> [やること]:
下に示す本文を、一字一句変えずに全文そのまま書き写してください。

> [本文]:
━━━━━━━━━━━━━━━━
Sat. Sep 17, 2022 12:30 PM - 1:30 PM 第6会場 (RoomB-1)

座長:鈴木 達也(聖隷クリストファー大学)

[OQ-2-2] 口述発表:管理運営 2作業療法士が体験する信念対立のエスカレーションの質的解明

安井 茜1寺岡 睦2京極 真2 (1日本赤十字社愛知医療センター名古屋第一病院リハビリテーション部,2吉備国際大学大学院保健科学研究科)

背景と目的
 医療現場ではチーム医療を行う中で,医療スタッフ間の価値観の相違や業務の増大から,対立がエスカレートし,医療現場の疲弊や実践の空洞化につながる場合がある.近年でも医師が頂点のヒエラルキーの存在や医療父権主義といった従来の医療モデルが深く根付いていることにより,クライエントと医療者間でも対立のエスカレーションが起こりうる.エスカレーションとは,経過に伴い状況が悪化するプロセスのことを指す.信念対立が発生すると心身の健康を損なうおそれがあり,チーム医療の機能不全や医療崩壊を招くことも指摘されていることから,本研究の目的は,医療現場に勤務する作業療法士が体験する信念対立のエスカレーションを質的に明らかにすることとした.
━━━━━━━━━━━━━━━━
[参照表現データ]
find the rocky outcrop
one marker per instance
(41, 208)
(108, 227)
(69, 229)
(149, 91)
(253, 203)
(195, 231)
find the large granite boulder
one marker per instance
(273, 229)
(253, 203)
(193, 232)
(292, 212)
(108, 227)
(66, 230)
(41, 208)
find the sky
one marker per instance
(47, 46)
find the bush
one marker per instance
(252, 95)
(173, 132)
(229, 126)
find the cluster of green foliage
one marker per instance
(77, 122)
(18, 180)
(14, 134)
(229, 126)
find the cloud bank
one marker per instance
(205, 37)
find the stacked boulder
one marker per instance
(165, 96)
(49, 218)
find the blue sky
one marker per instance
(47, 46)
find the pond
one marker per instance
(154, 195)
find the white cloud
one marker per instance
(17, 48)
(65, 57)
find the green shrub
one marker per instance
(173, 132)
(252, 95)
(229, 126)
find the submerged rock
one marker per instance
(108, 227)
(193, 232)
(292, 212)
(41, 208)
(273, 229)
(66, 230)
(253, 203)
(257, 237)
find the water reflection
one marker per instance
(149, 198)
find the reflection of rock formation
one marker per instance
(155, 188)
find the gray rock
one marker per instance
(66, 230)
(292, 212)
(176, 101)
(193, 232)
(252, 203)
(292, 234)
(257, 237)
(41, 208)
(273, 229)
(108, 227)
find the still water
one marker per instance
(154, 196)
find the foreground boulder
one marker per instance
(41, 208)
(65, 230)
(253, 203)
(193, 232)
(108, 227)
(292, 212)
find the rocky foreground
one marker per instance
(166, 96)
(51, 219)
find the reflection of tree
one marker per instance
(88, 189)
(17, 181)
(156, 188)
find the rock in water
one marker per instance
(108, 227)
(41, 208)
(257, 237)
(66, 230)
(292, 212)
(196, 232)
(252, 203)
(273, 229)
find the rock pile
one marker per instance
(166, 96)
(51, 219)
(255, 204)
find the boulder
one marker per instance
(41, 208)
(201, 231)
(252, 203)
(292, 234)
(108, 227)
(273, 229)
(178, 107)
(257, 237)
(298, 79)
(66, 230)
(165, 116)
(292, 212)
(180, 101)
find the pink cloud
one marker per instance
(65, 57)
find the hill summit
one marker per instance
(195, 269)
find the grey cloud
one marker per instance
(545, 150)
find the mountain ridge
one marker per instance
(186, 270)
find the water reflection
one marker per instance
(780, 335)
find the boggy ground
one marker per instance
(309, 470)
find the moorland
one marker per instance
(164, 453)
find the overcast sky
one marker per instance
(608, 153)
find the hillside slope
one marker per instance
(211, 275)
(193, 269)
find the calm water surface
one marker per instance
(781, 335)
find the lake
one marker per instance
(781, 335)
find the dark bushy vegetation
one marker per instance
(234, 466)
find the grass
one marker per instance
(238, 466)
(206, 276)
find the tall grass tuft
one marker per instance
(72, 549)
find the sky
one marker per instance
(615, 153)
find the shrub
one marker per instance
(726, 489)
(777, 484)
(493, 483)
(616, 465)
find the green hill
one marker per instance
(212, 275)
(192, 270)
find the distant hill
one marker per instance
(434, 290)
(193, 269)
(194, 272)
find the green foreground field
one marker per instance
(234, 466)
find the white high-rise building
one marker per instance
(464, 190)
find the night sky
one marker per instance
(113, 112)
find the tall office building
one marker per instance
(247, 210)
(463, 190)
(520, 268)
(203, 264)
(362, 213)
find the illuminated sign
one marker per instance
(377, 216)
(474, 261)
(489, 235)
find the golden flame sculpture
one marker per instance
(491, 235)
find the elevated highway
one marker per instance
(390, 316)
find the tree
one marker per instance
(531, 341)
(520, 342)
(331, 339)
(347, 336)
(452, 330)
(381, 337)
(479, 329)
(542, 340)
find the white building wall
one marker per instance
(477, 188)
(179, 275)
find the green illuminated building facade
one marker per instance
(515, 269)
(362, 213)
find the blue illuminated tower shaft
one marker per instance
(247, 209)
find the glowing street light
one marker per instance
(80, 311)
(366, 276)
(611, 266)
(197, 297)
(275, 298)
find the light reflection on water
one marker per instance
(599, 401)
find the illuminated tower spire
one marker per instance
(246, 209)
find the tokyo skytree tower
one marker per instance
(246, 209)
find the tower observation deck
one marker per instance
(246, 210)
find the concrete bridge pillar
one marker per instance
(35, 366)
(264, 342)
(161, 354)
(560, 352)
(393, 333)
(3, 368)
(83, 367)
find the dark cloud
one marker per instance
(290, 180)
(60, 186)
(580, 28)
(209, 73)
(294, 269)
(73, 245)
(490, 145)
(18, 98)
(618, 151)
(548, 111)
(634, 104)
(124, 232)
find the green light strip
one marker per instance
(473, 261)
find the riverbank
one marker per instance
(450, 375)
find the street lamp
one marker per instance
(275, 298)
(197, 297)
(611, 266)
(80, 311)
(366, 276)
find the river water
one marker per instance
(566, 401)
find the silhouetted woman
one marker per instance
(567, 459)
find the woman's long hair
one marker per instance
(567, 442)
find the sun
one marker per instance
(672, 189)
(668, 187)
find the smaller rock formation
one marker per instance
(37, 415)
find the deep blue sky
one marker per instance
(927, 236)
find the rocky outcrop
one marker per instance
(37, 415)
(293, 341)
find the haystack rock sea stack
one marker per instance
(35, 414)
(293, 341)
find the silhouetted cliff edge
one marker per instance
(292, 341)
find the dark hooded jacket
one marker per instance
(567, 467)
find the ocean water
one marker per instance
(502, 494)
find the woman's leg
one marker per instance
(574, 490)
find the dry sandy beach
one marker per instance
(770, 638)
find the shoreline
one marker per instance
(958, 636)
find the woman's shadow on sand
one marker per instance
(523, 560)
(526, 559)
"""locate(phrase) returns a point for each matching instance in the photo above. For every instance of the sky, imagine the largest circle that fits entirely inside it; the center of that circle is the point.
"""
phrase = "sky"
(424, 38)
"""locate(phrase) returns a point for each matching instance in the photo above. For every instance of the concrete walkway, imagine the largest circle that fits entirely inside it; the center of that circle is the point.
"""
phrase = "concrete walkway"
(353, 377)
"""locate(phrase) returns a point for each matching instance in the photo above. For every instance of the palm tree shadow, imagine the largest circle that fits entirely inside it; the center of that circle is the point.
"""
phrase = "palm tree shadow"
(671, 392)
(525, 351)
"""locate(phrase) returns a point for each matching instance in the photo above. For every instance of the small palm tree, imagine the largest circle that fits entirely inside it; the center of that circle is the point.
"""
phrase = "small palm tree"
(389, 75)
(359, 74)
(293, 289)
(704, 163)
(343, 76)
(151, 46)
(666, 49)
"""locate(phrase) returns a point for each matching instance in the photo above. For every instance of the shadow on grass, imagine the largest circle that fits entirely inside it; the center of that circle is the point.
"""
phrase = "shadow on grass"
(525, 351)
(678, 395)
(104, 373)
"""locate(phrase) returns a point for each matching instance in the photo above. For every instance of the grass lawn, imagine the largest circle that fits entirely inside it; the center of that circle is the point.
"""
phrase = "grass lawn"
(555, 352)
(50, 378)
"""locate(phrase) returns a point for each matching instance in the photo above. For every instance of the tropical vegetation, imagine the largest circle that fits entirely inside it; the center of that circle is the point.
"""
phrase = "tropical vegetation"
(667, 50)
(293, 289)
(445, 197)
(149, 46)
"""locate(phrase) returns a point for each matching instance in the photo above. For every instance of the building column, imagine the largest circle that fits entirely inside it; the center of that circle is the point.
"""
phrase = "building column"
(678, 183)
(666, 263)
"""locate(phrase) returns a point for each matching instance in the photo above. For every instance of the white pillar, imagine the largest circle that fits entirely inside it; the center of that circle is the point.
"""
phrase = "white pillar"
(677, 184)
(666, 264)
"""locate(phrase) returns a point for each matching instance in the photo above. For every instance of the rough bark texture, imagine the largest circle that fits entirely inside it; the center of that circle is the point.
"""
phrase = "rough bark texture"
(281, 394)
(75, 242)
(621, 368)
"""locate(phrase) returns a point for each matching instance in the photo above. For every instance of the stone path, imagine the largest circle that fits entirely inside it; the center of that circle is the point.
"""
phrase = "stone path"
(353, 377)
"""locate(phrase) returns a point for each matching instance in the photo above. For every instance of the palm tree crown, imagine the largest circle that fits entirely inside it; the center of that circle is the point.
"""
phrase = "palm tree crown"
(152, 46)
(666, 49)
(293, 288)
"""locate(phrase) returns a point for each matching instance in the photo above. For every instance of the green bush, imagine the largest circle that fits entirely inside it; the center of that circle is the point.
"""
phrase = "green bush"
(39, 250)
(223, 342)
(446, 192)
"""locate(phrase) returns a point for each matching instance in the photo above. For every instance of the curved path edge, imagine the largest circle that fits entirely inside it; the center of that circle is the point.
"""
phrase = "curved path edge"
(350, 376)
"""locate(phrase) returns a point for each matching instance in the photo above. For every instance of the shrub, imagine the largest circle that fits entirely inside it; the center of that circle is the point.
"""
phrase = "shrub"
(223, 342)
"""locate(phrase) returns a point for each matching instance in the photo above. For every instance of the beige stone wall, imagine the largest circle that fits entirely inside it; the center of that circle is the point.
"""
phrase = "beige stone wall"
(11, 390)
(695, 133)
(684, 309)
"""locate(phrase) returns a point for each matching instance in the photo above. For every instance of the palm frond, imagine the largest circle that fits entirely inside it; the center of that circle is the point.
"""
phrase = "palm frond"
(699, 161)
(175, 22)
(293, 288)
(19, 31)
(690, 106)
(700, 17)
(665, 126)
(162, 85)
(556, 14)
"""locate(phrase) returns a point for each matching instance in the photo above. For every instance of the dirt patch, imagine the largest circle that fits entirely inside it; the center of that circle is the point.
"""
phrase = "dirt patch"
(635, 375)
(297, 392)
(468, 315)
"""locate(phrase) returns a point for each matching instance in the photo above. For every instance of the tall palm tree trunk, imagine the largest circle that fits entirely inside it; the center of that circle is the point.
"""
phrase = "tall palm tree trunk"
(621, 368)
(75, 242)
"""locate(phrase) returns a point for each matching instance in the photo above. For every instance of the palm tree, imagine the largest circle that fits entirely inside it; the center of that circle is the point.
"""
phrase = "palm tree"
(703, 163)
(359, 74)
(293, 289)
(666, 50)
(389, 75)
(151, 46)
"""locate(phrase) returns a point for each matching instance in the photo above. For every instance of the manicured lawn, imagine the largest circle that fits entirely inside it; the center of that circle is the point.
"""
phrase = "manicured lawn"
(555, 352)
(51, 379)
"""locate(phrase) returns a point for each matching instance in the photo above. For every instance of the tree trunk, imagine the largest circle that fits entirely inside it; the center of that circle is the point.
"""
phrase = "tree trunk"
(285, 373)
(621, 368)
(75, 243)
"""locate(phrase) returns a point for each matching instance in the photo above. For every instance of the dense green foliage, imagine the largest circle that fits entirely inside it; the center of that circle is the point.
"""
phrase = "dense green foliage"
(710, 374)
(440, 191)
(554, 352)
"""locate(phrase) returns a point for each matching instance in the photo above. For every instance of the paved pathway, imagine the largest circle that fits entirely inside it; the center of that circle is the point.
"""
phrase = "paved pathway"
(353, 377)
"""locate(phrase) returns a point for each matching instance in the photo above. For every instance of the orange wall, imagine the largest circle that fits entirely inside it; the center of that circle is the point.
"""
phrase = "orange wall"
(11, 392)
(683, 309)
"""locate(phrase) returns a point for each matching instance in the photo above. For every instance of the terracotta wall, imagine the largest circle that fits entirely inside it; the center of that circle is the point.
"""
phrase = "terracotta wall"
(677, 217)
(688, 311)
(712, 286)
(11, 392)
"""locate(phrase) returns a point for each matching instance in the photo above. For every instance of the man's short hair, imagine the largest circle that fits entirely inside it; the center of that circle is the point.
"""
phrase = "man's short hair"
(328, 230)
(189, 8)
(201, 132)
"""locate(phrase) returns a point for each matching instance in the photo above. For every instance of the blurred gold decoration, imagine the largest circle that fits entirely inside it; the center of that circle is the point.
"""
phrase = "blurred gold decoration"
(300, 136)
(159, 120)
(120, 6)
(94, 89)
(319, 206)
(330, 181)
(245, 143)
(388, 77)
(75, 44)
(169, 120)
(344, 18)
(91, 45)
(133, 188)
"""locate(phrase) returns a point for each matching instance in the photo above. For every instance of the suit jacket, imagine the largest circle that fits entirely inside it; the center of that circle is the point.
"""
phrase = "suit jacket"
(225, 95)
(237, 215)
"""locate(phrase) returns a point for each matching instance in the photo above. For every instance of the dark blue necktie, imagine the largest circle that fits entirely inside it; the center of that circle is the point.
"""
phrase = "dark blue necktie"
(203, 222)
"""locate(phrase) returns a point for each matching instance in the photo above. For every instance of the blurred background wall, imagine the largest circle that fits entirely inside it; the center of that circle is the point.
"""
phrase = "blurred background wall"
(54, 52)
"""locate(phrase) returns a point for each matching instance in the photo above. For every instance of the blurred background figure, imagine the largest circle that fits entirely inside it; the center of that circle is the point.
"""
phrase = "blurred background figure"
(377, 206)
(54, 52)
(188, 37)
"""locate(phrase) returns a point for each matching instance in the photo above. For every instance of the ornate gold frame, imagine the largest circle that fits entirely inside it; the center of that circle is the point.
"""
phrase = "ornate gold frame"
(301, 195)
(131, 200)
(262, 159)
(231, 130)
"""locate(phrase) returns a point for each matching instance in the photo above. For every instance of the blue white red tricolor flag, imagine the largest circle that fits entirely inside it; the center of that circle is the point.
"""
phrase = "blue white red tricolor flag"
━━━━━━━━━━━━━━━━
> [解答]:
Sat. Sep 17, 2022 12:30 PM - 1:30 PM 第6会場 (RoomB-1)

座長:鈴木 達也(聖隷クリストファー大学)

[OQ-2-2] 口述発表:管理運営 2作業療法士が体験する信念対立のエスカレーションの質的解明

安井 茜1寺岡 睦2京極 真2 (1日本赤十字社愛知医療センター名古屋第一病院リハビリテーション部,2吉備国際大学大学院保健科学研究科)

背景と目的
 医療現場ではチーム医療を行う中で,医療スタッフ間の価値観の相違や業務の増大から,対立がエスカレートし,医療現場の疲弊や実践の空洞化につながる場合がある.近年でも医師が頂点のヒエラルキーの存在や医療父権主義といった従来の医療モデルが深く根付いていることにより,クライエントと医療者間でも対立のエスカレーションが起こりうる.エスカレーションとは,経過に伴い状況が悪化するプロセスのことを指す.信念対立が発生すると心身の健康を損なうおそれがあり,チーム医療の機能不全や医療崩壊を招くことも指摘されていることから,本研究の目的は,医療現場に勤務する作業療法士が体験する信念対立のエスカレーションを質的に明らかにすることとした.